Data supplied: Begin
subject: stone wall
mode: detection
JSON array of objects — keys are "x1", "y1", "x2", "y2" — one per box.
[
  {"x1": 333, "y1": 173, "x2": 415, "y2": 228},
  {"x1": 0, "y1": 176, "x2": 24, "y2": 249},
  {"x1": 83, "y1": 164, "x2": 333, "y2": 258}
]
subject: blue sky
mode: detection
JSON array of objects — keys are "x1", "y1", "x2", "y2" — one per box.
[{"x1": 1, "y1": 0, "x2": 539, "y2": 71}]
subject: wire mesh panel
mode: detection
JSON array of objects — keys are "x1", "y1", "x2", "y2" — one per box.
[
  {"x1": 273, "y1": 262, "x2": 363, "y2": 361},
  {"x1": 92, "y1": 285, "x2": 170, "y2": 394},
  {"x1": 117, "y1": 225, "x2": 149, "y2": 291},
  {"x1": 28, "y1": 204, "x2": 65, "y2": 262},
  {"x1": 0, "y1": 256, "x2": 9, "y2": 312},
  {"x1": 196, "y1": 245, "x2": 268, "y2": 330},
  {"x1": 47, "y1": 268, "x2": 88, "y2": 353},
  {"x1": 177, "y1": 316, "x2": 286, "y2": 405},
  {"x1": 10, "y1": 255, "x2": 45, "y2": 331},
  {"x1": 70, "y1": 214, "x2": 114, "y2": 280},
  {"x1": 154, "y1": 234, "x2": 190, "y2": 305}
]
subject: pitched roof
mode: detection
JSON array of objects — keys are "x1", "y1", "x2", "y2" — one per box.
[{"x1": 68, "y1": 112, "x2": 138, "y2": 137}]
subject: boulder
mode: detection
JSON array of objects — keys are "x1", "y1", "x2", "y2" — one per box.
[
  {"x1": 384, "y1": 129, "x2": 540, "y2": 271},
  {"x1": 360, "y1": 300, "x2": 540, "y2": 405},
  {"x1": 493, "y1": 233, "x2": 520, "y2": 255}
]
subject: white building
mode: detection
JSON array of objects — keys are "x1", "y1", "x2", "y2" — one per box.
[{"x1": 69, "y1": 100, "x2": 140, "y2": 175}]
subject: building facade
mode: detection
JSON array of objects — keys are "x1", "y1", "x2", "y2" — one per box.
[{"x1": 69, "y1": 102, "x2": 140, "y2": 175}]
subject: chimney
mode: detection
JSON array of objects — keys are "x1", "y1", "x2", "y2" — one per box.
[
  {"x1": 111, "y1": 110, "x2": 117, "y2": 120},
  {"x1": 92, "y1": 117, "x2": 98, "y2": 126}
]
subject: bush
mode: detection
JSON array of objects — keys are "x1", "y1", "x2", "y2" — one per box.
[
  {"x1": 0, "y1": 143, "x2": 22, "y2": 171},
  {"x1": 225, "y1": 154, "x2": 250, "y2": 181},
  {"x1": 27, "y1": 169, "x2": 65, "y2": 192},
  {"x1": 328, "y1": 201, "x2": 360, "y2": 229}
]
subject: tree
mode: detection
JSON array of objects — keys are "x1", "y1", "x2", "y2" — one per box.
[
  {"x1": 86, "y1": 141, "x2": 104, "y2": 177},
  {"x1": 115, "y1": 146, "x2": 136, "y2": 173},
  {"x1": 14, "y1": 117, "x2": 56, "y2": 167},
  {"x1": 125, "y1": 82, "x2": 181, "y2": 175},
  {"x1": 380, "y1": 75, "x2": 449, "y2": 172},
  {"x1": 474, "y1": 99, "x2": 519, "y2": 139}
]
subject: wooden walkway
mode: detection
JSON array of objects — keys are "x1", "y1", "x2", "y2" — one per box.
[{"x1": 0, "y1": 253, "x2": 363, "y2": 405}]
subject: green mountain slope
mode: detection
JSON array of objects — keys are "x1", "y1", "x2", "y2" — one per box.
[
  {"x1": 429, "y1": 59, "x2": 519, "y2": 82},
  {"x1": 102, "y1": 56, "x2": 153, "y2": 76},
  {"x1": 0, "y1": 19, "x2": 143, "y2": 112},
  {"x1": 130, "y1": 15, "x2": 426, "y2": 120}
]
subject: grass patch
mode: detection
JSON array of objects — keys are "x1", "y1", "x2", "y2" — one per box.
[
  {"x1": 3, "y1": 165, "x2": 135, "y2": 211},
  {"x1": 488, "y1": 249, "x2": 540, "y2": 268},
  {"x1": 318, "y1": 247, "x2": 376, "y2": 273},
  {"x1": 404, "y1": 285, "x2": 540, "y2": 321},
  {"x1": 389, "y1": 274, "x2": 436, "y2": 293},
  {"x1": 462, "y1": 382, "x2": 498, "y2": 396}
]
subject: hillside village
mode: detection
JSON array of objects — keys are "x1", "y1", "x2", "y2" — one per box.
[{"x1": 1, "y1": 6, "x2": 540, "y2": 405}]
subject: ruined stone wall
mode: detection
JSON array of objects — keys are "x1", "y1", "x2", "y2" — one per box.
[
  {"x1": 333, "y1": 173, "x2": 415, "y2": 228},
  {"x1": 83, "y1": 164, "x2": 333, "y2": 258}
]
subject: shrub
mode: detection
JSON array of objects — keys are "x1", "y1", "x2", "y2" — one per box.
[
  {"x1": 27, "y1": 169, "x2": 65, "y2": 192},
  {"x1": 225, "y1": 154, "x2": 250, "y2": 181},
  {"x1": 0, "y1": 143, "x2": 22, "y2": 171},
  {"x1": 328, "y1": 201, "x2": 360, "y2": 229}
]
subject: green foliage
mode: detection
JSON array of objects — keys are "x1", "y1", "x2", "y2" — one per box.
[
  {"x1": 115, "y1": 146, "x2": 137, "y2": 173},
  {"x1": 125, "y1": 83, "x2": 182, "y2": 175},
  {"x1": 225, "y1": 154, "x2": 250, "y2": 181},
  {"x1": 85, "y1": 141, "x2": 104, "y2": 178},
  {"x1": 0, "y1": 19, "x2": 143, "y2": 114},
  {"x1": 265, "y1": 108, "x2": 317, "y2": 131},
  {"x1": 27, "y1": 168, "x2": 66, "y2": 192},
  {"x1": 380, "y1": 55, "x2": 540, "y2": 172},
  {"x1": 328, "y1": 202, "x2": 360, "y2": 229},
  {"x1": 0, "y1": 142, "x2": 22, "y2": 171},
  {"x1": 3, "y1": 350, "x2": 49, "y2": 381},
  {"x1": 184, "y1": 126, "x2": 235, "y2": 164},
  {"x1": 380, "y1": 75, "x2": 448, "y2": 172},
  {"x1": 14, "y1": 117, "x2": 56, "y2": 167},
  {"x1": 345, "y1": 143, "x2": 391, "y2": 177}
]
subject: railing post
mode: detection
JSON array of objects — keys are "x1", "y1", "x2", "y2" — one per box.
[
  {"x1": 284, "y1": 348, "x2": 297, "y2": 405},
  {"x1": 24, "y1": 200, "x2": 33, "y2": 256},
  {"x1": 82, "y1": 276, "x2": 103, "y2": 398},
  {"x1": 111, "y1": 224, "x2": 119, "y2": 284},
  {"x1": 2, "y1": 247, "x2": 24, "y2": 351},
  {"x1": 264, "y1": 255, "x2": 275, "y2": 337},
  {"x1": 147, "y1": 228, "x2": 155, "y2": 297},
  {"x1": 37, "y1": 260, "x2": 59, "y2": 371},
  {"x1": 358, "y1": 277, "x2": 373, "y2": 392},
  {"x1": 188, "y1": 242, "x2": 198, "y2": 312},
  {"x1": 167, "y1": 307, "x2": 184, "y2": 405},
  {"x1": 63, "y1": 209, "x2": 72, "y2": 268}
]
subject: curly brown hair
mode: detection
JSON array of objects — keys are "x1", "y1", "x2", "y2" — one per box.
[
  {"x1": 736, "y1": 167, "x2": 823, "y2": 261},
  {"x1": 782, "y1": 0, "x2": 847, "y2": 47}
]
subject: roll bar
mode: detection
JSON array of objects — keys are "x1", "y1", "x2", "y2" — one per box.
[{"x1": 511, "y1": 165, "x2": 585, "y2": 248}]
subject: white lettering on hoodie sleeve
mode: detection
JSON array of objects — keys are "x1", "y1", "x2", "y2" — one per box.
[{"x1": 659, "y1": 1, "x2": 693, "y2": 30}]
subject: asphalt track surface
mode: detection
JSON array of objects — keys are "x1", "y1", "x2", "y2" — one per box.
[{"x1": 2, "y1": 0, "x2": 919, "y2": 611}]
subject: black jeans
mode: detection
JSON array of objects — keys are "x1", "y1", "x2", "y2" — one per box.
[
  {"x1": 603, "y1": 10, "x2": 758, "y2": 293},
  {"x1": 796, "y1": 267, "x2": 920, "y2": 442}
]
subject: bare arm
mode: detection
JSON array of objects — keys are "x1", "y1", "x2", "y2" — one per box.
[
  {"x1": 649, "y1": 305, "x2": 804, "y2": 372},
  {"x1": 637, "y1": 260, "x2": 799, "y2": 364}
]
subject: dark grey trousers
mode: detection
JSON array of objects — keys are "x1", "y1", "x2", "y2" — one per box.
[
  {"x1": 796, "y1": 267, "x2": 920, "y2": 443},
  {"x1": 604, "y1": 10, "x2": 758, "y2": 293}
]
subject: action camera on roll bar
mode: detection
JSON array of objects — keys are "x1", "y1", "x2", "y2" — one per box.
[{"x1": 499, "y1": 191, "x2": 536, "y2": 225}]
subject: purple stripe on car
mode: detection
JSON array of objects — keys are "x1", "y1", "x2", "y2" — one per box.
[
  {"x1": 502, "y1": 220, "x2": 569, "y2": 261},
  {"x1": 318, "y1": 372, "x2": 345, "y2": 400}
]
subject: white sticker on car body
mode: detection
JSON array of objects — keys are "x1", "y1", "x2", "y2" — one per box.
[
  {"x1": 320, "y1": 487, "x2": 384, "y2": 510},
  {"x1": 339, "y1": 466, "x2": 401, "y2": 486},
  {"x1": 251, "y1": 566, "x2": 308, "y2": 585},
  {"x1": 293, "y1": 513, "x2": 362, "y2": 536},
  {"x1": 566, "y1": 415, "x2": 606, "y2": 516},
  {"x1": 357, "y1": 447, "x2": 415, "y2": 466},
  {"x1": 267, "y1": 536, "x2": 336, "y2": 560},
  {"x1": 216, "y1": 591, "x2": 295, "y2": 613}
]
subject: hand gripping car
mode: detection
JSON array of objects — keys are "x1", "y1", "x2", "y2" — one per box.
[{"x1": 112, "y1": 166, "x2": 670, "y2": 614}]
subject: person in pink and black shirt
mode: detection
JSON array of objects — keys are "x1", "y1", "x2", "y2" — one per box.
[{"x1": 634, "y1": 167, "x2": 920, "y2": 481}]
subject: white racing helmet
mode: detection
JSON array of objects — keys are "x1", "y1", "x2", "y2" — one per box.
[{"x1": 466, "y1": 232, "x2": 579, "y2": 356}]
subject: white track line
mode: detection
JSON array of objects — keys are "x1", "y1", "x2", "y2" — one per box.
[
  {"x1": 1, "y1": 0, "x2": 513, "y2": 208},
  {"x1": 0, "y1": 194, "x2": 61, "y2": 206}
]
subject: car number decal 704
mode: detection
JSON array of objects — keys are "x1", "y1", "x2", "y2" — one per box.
Data supplied: End
Exercise:
Reply with nothing but the number of lines in the entries that include "building".

Result below:
2